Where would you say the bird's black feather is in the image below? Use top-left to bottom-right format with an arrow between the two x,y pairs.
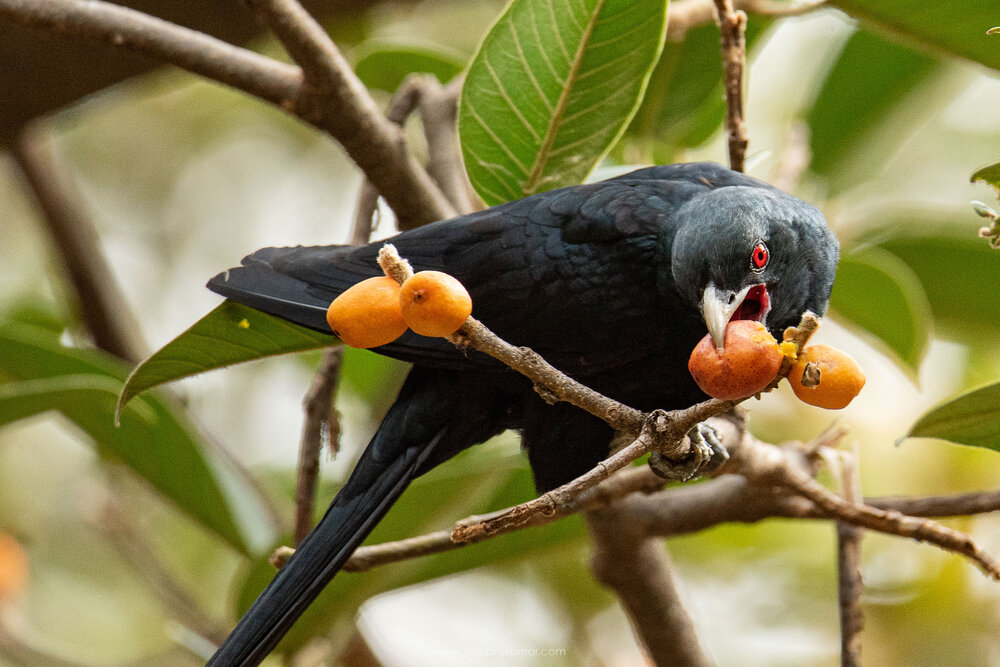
201,163 -> 837,666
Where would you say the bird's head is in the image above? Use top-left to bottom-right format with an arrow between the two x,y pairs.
670,186 -> 839,349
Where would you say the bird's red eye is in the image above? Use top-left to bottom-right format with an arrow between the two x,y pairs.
750,241 -> 771,271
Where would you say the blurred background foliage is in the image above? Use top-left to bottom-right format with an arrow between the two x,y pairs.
0,0 -> 1000,665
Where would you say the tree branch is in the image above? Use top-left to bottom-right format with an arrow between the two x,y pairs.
293,347 -> 344,546
587,500 -> 712,667
0,0 -> 454,228
836,448 -> 864,667
715,0 -> 748,171
11,125 -> 148,363
727,437 -> 1000,579
241,0 -> 455,229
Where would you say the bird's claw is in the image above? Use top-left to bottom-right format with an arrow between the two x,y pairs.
649,423 -> 729,482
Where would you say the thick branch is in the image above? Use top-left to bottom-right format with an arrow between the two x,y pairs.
12,127 -> 148,363
0,0 -> 454,228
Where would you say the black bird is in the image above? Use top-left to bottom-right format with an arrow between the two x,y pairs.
208,163 -> 839,666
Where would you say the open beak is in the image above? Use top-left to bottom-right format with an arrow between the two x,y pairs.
701,283 -> 771,350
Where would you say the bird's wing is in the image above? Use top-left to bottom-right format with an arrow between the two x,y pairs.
209,165 -> 745,372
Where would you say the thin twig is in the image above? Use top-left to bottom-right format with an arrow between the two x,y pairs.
667,0 -> 825,42
12,125 -> 148,363
420,76 -> 483,213
344,468 -> 1000,572
836,447 -> 864,667
293,347 -> 344,545
587,502 -> 712,667
0,0 -> 454,228
730,438 -> 1000,579
247,0 -> 455,229
715,0 -> 748,171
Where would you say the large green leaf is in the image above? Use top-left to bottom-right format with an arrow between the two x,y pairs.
459,0 -> 667,204
807,30 -> 936,180
0,323 -> 273,553
831,248 -> 931,376
972,162 -> 1000,195
906,383 -> 1000,451
119,301 -> 337,412
830,0 -> 1000,70
878,226 -> 1000,339
628,16 -> 772,162
354,44 -> 465,92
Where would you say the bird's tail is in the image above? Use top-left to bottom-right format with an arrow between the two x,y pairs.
208,368 -> 502,667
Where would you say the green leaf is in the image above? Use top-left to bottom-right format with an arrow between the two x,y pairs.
628,16 -> 772,161
831,248 -> 931,376
807,31 -> 936,180
0,323 -> 272,553
972,162 -> 1000,196
906,382 -> 1000,451
459,0 -> 667,205
354,44 -> 465,92
830,0 -> 1000,70
878,226 -> 1000,340
119,301 -> 337,408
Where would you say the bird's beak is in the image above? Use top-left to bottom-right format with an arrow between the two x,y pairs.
701,283 -> 753,350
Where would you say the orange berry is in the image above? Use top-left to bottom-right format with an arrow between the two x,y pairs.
688,320 -> 784,400
0,533 -> 28,606
788,345 -> 865,410
399,271 -> 472,336
326,276 -> 406,348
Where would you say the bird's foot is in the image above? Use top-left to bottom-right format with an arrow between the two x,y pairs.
649,423 -> 729,482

☆ ☆ ☆ ☆ ☆ ☆ ☆

Reproduce all of the data above with each "image" switched to "photo", leaving everything else unchanged. Leave the pictures out.

THE COMPLETED TASK:
Where would you say the bird's black feather is in the photo below? Use top-left to bottom-right format with an arrow between the two x,y pairs.
201,163 -> 837,666
Where would you say the bird's head is in the photo above? Use top-left to bottom-right format with an arrow between the two x,y pairs.
670,186 -> 839,349
Where would you say the bird's red eye is in the photo above? Use top-left to bottom-right format with an arrow between the two x,y pairs.
750,241 -> 771,271
Where would you say the blurred background foliage is in the photo above? Use top-left to bottom-right format with an arrow between the two x,y pairs.
0,0 -> 1000,665
Where would you say the tree branch is in the photo above? Use top-left to bottom-right format with an arrow between the two x,y pairs.
293,347 -> 344,546
587,500 -> 712,667
0,0 -> 454,228
836,448 -> 864,667
715,0 -> 748,171
11,125 -> 148,363
727,437 -> 1000,579
241,0 -> 455,229
Where would you say the bird's claw is in the photo above? Use top-left to bottom-right format with an arrow between the two x,y pairs.
649,423 -> 729,482
Where would you say the thick branch is in the photo above? Use top-left to bottom-right format with an arrow between the two x,y pairs.
12,127 -> 148,363
0,0 -> 454,228
Where would you say the black bird is in the photo above? Use top-left to bottom-right format with an arrow between the two x,y pairs.
208,163 -> 839,666
Where would you say the open beak is in the photo above? Use top-left to bottom-right format with an arrow between the two x,y pairs.
701,283 -> 771,350
Where would you say the bird's wing is in the photo above? Use top-left to bottom-right format with an arrow between the two x,y pairs.
209,165 -> 745,372
Where would you say the thin twig is in the photo above? Use top-left to bottom-right format with an arrow between the two x,y pairs.
667,0 -> 825,42
12,125 -> 148,363
420,76 -> 483,213
344,468 -> 1000,572
836,447 -> 864,667
293,347 -> 344,545
587,502 -> 712,667
0,0 -> 454,228
730,438 -> 1000,579
247,0 -> 455,229
715,0 -> 748,171
Where would you say the large green leaf is in the photo above? Use top-left to bottom-right format with an arrow between the two x,y pairs.
459,0 -> 667,204
807,30 -> 936,180
0,323 -> 273,553
831,248 -> 931,376
972,162 -> 1000,195
906,383 -> 1000,451
119,301 -> 337,412
830,0 -> 1000,70
878,226 -> 1000,339
628,16 -> 772,162
354,44 -> 465,92
Where would you say the bird's tail is in the photo above? Use top-left to bottom-right format with an arrow between the two x,y pairs.
208,368 -> 502,667
Where would you say the green leaf is in the photo above? Use top-left to bottom-right format with an arrow between the two x,y pairs.
628,16 -> 772,161
831,248 -> 931,376
807,31 -> 936,180
0,323 -> 272,553
972,162 -> 1000,196
906,382 -> 1000,451
459,0 -> 667,205
354,44 -> 465,92
830,0 -> 1000,70
878,226 -> 1000,340
119,301 -> 337,408
Where would you say the bird's beak is in the photo above? Use top-left to bottom-right format with an arrow between the two x,y pairs.
701,283 -> 753,350
Where would you say the orange berry is in the photo above? Use top-left to bottom-right format with an arrow between the two x,y pairs.
688,320 -> 784,400
0,533 -> 28,606
788,345 -> 865,410
399,271 -> 472,336
326,276 -> 406,348
Where would you say the bird's foot is in the photo above? Use top-left to bottom-right format with an arrow between the two x,y pairs.
649,423 -> 729,482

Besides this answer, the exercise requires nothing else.